**Exercise instructions:**
Lay out the data below as a two-column CSV with the headers "prompt" and "answer", from the line with "Locate one point per instance of the player's" up to and including the line with "[(799, 407)]". Give one row per item, with its text and its answer each in a single quoted field and line breaks replaced by spaces.
——
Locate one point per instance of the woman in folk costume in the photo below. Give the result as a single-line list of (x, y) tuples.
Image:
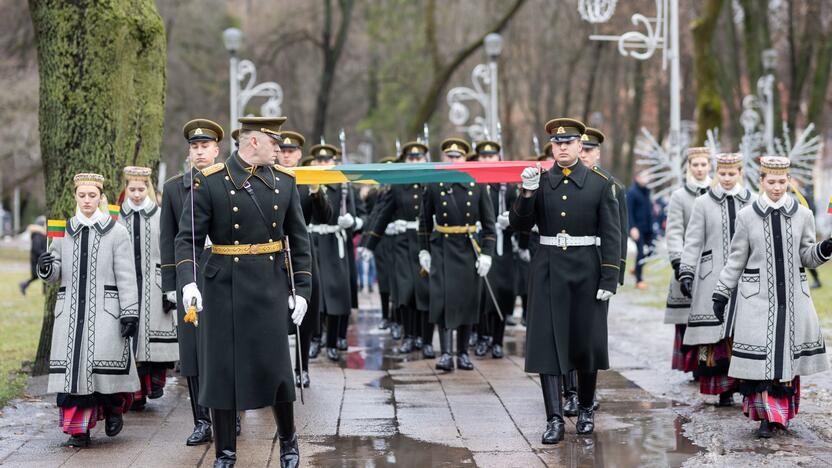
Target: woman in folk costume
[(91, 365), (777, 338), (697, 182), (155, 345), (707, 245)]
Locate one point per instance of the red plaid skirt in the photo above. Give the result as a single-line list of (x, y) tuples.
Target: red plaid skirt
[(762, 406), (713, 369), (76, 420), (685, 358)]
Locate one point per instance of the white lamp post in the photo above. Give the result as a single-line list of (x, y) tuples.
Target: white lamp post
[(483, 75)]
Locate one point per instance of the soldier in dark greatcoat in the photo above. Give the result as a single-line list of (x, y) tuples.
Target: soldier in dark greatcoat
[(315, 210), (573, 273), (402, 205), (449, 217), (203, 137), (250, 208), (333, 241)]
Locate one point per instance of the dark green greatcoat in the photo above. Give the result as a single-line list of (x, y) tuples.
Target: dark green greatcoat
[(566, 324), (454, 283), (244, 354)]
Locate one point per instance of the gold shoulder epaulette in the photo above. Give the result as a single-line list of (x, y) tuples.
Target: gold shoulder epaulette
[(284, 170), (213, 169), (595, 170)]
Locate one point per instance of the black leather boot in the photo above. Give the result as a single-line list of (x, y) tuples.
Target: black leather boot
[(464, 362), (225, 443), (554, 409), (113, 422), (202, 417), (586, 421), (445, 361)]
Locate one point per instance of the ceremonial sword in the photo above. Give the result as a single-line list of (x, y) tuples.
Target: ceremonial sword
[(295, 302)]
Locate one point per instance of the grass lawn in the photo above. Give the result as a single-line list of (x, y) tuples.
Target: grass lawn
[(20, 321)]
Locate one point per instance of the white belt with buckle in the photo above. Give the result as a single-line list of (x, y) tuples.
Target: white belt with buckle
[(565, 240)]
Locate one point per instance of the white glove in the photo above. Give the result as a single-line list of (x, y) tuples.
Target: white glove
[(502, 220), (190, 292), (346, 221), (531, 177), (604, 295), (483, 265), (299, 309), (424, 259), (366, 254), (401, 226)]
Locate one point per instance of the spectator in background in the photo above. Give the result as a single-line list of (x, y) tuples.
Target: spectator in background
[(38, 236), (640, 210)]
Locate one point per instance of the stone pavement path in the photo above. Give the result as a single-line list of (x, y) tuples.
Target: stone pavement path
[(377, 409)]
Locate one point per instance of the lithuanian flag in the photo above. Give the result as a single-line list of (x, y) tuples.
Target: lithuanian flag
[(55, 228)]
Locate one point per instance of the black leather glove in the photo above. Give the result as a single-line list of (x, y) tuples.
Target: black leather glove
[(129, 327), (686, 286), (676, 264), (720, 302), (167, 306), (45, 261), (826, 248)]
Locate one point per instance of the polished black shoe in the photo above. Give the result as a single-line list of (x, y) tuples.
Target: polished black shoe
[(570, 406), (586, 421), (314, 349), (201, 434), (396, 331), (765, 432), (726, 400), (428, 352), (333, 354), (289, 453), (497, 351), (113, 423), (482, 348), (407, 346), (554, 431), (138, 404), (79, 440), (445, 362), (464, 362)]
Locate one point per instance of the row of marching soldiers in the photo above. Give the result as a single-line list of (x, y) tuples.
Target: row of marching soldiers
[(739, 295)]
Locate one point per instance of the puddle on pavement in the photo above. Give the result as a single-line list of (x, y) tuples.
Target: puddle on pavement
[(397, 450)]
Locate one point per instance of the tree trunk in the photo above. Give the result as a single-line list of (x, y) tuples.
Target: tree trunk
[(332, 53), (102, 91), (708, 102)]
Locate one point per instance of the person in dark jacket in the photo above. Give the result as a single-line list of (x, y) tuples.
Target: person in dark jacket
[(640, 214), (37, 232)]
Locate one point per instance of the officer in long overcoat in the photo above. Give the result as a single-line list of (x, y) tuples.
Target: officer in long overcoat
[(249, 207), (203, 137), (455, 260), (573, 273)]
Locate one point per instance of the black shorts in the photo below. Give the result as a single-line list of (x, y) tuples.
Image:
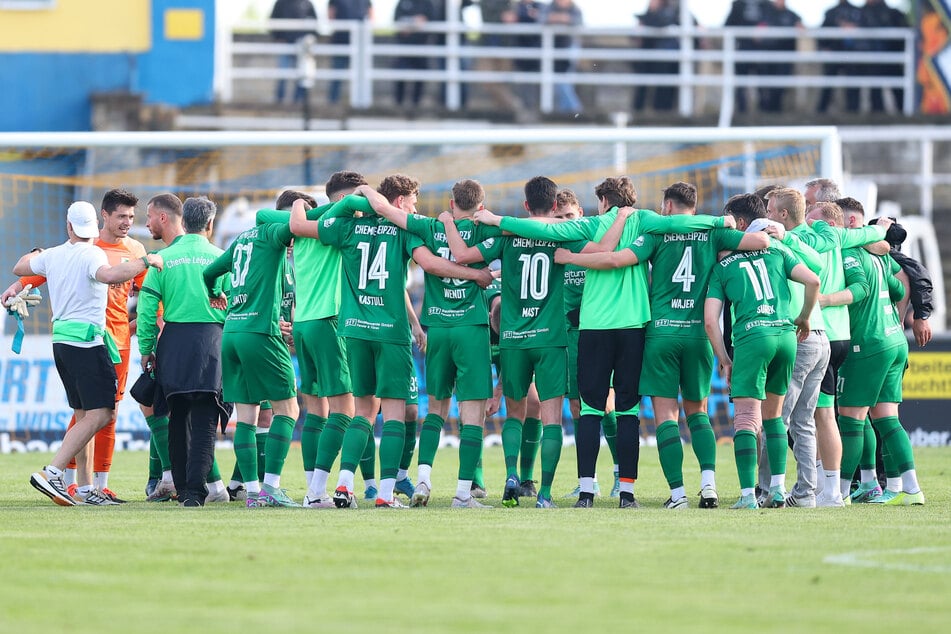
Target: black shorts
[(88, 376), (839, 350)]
——
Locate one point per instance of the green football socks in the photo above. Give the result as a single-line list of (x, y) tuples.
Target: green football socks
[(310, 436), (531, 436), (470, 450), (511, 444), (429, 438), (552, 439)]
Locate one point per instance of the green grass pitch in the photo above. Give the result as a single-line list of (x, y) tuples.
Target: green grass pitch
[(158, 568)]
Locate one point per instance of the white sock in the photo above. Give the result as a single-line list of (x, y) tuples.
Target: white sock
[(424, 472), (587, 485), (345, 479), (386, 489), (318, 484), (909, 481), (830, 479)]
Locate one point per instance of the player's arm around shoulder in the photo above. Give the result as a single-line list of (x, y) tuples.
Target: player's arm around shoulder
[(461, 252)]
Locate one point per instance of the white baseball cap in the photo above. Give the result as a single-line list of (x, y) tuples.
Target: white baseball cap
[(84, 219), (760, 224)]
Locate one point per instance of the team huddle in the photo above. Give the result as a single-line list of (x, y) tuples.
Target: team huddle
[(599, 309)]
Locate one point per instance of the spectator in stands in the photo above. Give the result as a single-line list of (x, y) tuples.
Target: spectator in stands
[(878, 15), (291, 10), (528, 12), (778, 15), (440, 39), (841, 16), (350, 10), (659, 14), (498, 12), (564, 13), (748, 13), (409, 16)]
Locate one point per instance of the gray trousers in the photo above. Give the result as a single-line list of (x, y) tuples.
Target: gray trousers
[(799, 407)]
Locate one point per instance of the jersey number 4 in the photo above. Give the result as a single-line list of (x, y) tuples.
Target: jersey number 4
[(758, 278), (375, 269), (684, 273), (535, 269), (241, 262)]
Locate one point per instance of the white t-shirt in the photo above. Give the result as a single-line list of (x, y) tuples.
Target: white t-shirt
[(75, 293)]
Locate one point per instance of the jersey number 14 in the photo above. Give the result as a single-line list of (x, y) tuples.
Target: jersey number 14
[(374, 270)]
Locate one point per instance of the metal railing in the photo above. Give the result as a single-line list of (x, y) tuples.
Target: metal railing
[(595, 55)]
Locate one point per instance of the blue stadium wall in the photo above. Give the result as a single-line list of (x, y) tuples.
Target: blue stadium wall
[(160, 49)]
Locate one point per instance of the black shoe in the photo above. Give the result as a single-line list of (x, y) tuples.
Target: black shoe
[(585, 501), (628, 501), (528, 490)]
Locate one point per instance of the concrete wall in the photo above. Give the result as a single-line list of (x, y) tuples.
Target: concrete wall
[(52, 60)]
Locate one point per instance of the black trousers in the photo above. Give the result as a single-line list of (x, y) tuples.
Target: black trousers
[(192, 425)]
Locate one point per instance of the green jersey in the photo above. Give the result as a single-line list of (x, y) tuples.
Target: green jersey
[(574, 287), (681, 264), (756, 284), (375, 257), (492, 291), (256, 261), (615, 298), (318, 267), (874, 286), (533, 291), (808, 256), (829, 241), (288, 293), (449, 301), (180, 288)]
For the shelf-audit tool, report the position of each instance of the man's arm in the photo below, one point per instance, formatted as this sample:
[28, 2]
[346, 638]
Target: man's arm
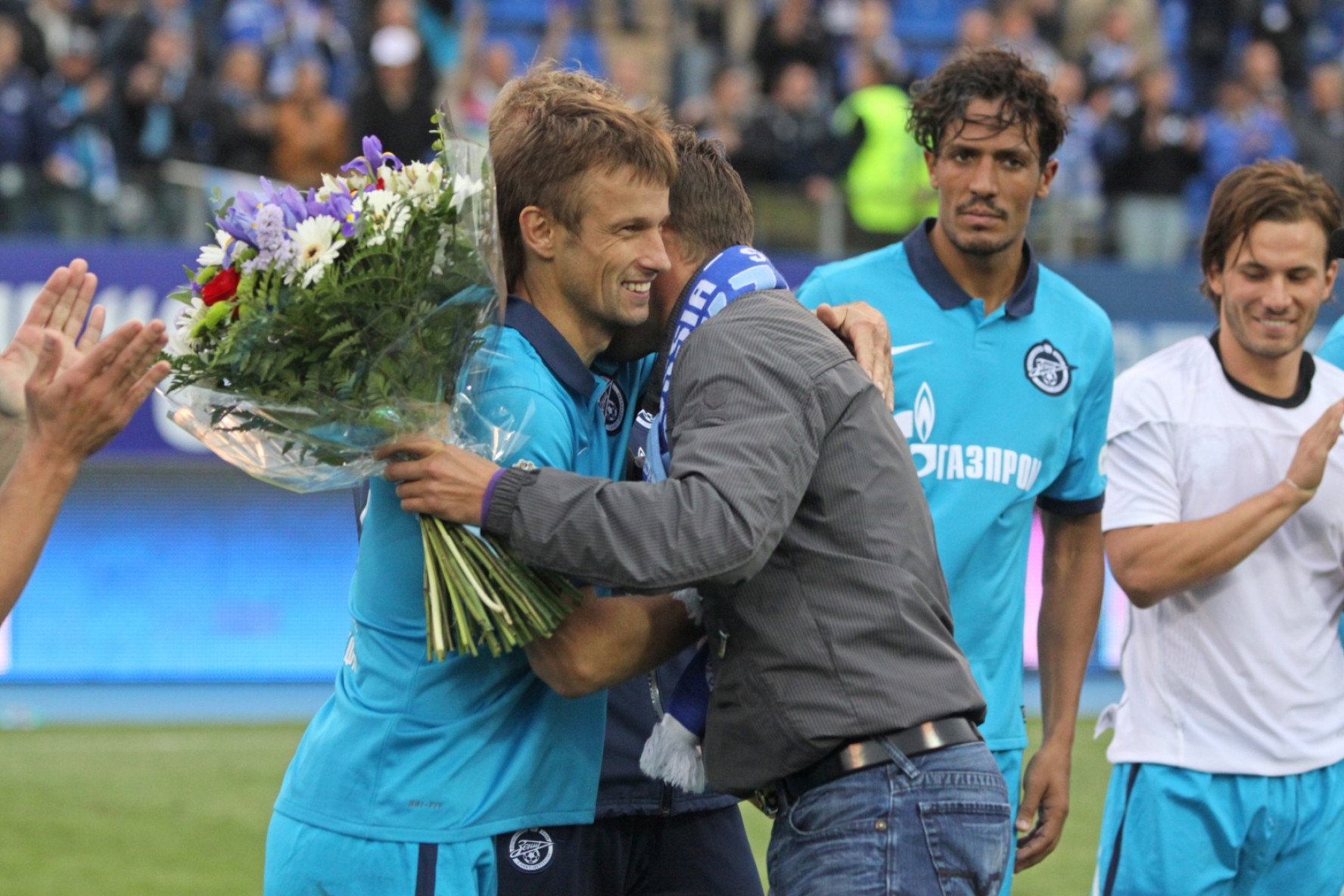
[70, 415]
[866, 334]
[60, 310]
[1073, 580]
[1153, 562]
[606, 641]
——
**Solution to this problem:**
prompt,answer
"Locate one point per instance of the player's arm around shoulder in the photo above. Give the result as a single-line list of (x, y) tuples. Target: player's arm around shoulder","[(461, 252)]"
"Locate one point per instance of the white baseball cap in the photo above. Give the result as a single-line list of (x, y) tuples. Target: white baseball cap","[(84, 219), (760, 224)]"
"Locate one point per instance of the team huddle in the photo above. Give the result as a single-line list of (x, y) tuples. Target: team huddle","[(599, 309)]"
"Locate one point per instance of the spectator in stands in the photo above. Give the result as a single-line list of (x, y) tuples. Target: spectator in stands","[(878, 15), (291, 10), (528, 12), (778, 15), (440, 39), (841, 16), (350, 10), (659, 14), (498, 12), (564, 13), (748, 13), (409, 16)]"
"Locate one point per instance of the gray trousers in the photo above. Give the result as a single-line list of (x, y) tuples. Target: gray trousers","[(799, 407)]"